Render every line of the records below as a two-column Markdown table with the columns Row and Entry, numbering the rows in order and skipping blank lines.

--

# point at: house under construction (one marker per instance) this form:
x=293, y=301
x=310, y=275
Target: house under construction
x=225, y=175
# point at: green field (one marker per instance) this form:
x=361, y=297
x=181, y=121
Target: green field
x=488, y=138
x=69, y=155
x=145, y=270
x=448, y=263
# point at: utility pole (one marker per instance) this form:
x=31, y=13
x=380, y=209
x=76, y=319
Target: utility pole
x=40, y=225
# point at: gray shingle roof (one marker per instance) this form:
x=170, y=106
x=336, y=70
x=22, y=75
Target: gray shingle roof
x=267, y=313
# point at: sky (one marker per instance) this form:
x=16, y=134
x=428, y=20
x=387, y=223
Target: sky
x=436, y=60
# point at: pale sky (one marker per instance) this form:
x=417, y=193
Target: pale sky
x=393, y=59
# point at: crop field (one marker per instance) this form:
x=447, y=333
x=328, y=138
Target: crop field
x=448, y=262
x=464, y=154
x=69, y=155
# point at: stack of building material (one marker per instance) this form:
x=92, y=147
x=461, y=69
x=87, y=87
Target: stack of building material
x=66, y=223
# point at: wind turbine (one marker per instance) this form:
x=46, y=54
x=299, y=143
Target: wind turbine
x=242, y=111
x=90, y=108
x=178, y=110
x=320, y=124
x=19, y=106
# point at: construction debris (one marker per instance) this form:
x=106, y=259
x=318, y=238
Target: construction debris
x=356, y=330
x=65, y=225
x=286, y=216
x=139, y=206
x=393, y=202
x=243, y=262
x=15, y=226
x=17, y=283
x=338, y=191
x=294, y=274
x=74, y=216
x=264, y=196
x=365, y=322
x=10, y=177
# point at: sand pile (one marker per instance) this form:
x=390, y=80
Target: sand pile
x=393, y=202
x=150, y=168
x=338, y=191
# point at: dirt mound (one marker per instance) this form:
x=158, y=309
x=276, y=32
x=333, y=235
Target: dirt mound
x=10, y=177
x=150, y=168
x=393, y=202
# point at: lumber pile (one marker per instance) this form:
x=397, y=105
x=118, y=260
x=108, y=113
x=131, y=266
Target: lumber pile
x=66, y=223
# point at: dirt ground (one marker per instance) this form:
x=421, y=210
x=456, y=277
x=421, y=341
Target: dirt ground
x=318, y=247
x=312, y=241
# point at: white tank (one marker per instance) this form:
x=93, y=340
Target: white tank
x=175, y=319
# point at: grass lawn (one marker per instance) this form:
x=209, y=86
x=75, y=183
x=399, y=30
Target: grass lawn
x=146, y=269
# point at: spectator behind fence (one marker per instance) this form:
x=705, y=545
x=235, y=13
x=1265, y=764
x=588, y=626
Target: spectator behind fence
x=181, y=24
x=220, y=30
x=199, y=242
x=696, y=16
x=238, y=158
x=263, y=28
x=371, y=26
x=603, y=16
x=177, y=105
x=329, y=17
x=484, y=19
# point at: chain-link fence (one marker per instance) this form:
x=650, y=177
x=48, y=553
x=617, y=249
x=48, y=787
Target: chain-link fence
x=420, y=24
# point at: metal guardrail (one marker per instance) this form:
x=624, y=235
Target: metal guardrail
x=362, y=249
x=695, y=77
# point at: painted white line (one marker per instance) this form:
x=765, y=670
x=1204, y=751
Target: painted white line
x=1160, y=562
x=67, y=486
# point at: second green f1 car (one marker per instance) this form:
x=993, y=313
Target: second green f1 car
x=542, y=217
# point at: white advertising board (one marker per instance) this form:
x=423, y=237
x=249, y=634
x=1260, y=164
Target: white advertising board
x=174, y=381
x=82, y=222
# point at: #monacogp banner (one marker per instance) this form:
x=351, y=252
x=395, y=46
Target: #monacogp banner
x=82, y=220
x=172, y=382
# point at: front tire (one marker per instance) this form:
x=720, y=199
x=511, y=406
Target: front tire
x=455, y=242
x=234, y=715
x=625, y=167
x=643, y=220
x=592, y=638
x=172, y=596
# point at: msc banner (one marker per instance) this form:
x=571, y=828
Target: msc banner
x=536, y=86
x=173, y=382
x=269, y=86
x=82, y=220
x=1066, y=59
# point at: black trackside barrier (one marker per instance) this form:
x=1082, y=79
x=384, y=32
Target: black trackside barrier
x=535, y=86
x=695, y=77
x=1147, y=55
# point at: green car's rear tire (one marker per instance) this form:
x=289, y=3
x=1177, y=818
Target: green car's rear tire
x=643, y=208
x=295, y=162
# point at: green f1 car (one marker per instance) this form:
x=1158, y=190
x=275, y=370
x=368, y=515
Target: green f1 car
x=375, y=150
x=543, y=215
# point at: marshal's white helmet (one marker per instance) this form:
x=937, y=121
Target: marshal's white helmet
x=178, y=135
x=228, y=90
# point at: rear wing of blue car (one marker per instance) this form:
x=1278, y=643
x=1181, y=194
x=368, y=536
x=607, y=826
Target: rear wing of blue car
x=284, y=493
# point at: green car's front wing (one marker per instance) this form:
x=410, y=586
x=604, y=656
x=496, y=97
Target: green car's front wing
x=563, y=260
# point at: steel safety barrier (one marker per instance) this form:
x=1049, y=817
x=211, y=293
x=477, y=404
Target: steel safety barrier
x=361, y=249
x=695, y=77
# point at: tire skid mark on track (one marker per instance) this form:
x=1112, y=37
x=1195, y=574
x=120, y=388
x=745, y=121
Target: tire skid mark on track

--

§ EXERCISE OUTPUT
| Row | Entry |
|---|---|
| 1 | # point at: house under construction (one marker per instance) this form: |
| 2 | x=293, y=301 |
| 3 | x=310, y=275 |
| 4 | Target: house under construction |
| 5 | x=225, y=175 |
| 6 | # point at: green field (one marker per instance) this form: |
| 7 | x=361, y=297 |
| 8 | x=181, y=121 |
| 9 | Target: green field |
| 10 | x=488, y=138 |
| 11 | x=69, y=155 |
| 12 | x=145, y=270 |
| 13 | x=448, y=263 |
| 14 | # point at: utility pole (one marker per instance) this form: |
| 15 | x=31, y=13 |
| 16 | x=380, y=209 |
| 17 | x=76, y=319 |
| 18 | Target: utility pole |
| 19 | x=40, y=225 |
| 20 | # point at: gray shingle roof (one marker per instance) this form: |
| 21 | x=170, y=106 |
| 22 | x=336, y=70 |
| 23 | x=22, y=75 |
| 24 | Target: gray shingle roof |
| 25 | x=267, y=313 |
| 26 | # point at: sky (one marker per instance) this form: |
| 27 | x=16, y=134 |
| 28 | x=428, y=20 |
| 29 | x=387, y=223 |
| 30 | Target: sky |
| 31 | x=436, y=60 |
| 32 | # point at: pale sky (one marker per instance) this form: |
| 33 | x=417, y=193 |
| 34 | Target: pale sky |
| 35 | x=393, y=59 |
| 36 | # point at: crop field (one marker per instance) this form: |
| 37 | x=447, y=333 |
| 38 | x=328, y=138 |
| 39 | Target: crop field |
| 40 | x=448, y=262 |
| 41 | x=464, y=154 |
| 42 | x=69, y=155 |
| 43 | # point at: stack of building material (one marker per instance) this form: |
| 44 | x=92, y=147 |
| 45 | x=461, y=69 |
| 46 | x=87, y=87 |
| 47 | Target: stack of building material |
| 48 | x=66, y=223 |
| 49 | # point at: wind turbine (one marker per instance) this form: |
| 50 | x=46, y=54 |
| 51 | x=299, y=143 |
| 52 | Target: wind turbine |
| 53 | x=242, y=111 |
| 54 | x=90, y=108 |
| 55 | x=178, y=110 |
| 56 | x=320, y=124 |
| 57 | x=19, y=106 |
| 58 | # point at: construction debris (one marker per instance) this form: |
| 59 | x=106, y=259 |
| 60 | x=318, y=238 |
| 61 | Target: construction debris |
| 62 | x=356, y=330 |
| 63 | x=65, y=225 |
| 64 | x=286, y=216 |
| 65 | x=139, y=206 |
| 66 | x=393, y=202 |
| 67 | x=243, y=262 |
| 68 | x=15, y=226 |
| 69 | x=17, y=283 |
| 70 | x=338, y=191 |
| 71 | x=294, y=274 |
| 72 | x=74, y=216 |
| 73 | x=264, y=196 |
| 74 | x=365, y=322 |
| 75 | x=10, y=177 |
| 76 | # point at: sand pile (one marker per instance) this form: |
| 77 | x=390, y=80 |
| 78 | Target: sand pile |
| 79 | x=393, y=202 |
| 80 | x=150, y=168 |
| 81 | x=338, y=191 |
| 82 | # point at: dirt mound (one marker per instance) this form: |
| 83 | x=158, y=309 |
| 84 | x=276, y=32 |
| 85 | x=333, y=235 |
| 86 | Target: dirt mound |
| 87 | x=10, y=177 |
| 88 | x=150, y=168 |
| 89 | x=393, y=202 |
| 90 | # point at: lumber pile (one marker per instance) this form: |
| 91 | x=397, y=105 |
| 92 | x=118, y=260 |
| 93 | x=108, y=113 |
| 94 | x=131, y=266 |
| 95 | Target: lumber pile |
| 96 | x=66, y=223 |
| 97 | # point at: dirt ground (one marker per instance) this form: |
| 98 | x=421, y=210 |
| 99 | x=456, y=277 |
| 100 | x=421, y=341 |
| 101 | Target: dirt ground |
| 102 | x=318, y=247 |
| 103 | x=312, y=241 |
| 104 | # point at: white tank (one marker per instance) this form: |
| 105 | x=93, y=340 |
| 106 | Target: white tank |
| 107 | x=175, y=319 |
| 108 | # point at: grass lawn (one marker per instance) this form: |
| 109 | x=209, y=86 |
| 110 | x=75, y=183 |
| 111 | x=399, y=30 |
| 112 | Target: grass lawn |
| 113 | x=146, y=269 |
| 114 | # point at: spectator behind fence (one marker per instance) this form: |
| 115 | x=705, y=545 |
| 116 | x=235, y=13 |
| 117 | x=1265, y=764 |
| 118 | x=588, y=626 |
| 119 | Target: spectator behind fence |
| 120 | x=181, y=24 |
| 121 | x=220, y=30 |
| 122 | x=199, y=242 |
| 123 | x=696, y=16 |
| 124 | x=238, y=158 |
| 125 | x=263, y=28 |
| 126 | x=371, y=26 |
| 127 | x=603, y=16 |
| 128 | x=177, y=105 |
| 129 | x=329, y=17 |
| 130 | x=484, y=19 |
| 131 | # point at: chain-link fence (one marker per instance) this form: |
| 132 | x=650, y=177 |
| 133 | x=48, y=553 |
| 134 | x=617, y=249 |
| 135 | x=48, y=787 |
| 136 | Target: chain-link fence |
| 137 | x=420, y=24 |
| 138 | # point at: metal guardrail (one marker per instance) this form: |
| 139 | x=624, y=235 |
| 140 | Target: metal guardrail |
| 141 | x=362, y=249 |
| 142 | x=695, y=77 |
| 143 | # point at: painted white line (one marker per instance) this form: |
| 144 | x=765, y=670 |
| 145 | x=1204, y=751 |
| 146 | Target: painted white line |
| 147 | x=1160, y=562 |
| 148 | x=67, y=486 |
| 149 | # point at: second green f1 car (one marker per instance) this form: |
| 150 | x=993, y=313 |
| 151 | Target: second green f1 car |
| 152 | x=542, y=217 |
| 153 | # point at: white advertising board (one marker per instance) this form: |
| 154 | x=423, y=237 |
| 155 | x=249, y=634 |
| 156 | x=1260, y=164 |
| 157 | Target: white advertising board |
| 158 | x=174, y=381 |
| 159 | x=82, y=222 |
| 160 | # point at: #monacogp banner (one marker per instance) this form: |
| 161 | x=351, y=252 |
| 162 | x=395, y=46 |
| 163 | Target: #monacogp banner |
| 164 | x=82, y=220 |
| 165 | x=172, y=382 |
| 166 | # point at: front tire (one marker per instance) this form: |
| 167 | x=720, y=199 |
| 168 | x=511, y=406 |
| 169 | Target: front tire |
| 170 | x=455, y=242 |
| 171 | x=234, y=715 |
| 172 | x=625, y=167 |
| 173 | x=643, y=220 |
| 174 | x=592, y=638 |
| 175 | x=172, y=596 |
| 176 | # point at: msc banner (one marker per instance) this form: |
| 177 | x=571, y=828 |
| 178 | Target: msc banner |
| 179 | x=536, y=86 |
| 180 | x=173, y=382 |
| 181 | x=269, y=86 |
| 182 | x=82, y=220 |
| 183 | x=1066, y=59 |
| 184 | # point at: black trackside barrier (one marker per instance) this form: |
| 185 | x=1082, y=79 |
| 186 | x=384, y=32 |
| 187 | Target: black trackside barrier |
| 188 | x=535, y=86 |
| 189 | x=695, y=77 |
| 190 | x=1147, y=55 |
| 191 | # point at: green car's rear tire (one marker per instance) this form: |
| 192 | x=289, y=3 |
| 193 | x=1177, y=818 |
| 194 | Target: green car's rear tire |
| 195 | x=643, y=208 |
| 196 | x=295, y=162 |
| 197 | # point at: green f1 car (one marker per instance) this form: |
| 198 | x=1158, y=190 |
| 199 | x=275, y=370 |
| 200 | x=368, y=515 |
| 201 | Target: green f1 car |
| 202 | x=375, y=150 |
| 203 | x=543, y=215 |
| 204 | # point at: marshal's white helmet (one marker per instance) this form: |
| 205 | x=937, y=121 |
| 206 | Target: marshal's white helmet |
| 207 | x=178, y=135 |
| 208 | x=228, y=90 |
| 209 | # point at: rear wing of blue car (one marker per instance) this form: |
| 210 | x=1278, y=643 |
| 211 | x=1181, y=194 |
| 212 | x=368, y=536 |
| 213 | x=607, y=826 |
| 214 | Target: rear wing of blue car |
| 215 | x=284, y=493 |
| 216 | # point at: green car's front wing (one marker per instance) this form: |
| 217 | x=410, y=586 |
| 218 | x=604, y=656 |
| 219 | x=496, y=97 |
| 220 | Target: green car's front wing |
| 221 | x=563, y=260 |
| 222 | # point at: steel safety barrier (one marker per instance) this form: |
| 223 | x=1049, y=817 |
| 224 | x=211, y=293 |
| 225 | x=477, y=404 |
| 226 | Target: steel safety barrier |
| 227 | x=361, y=249 |
| 228 | x=695, y=77 |
| 229 | # point at: tire skid mark on track (one marker per instance) this form: |
| 230 | x=1112, y=37 |
| 231 | x=1195, y=574 |
| 232 | x=120, y=388 |
| 233 | x=745, y=121 |
| 234 | Target: tire skid mark on track |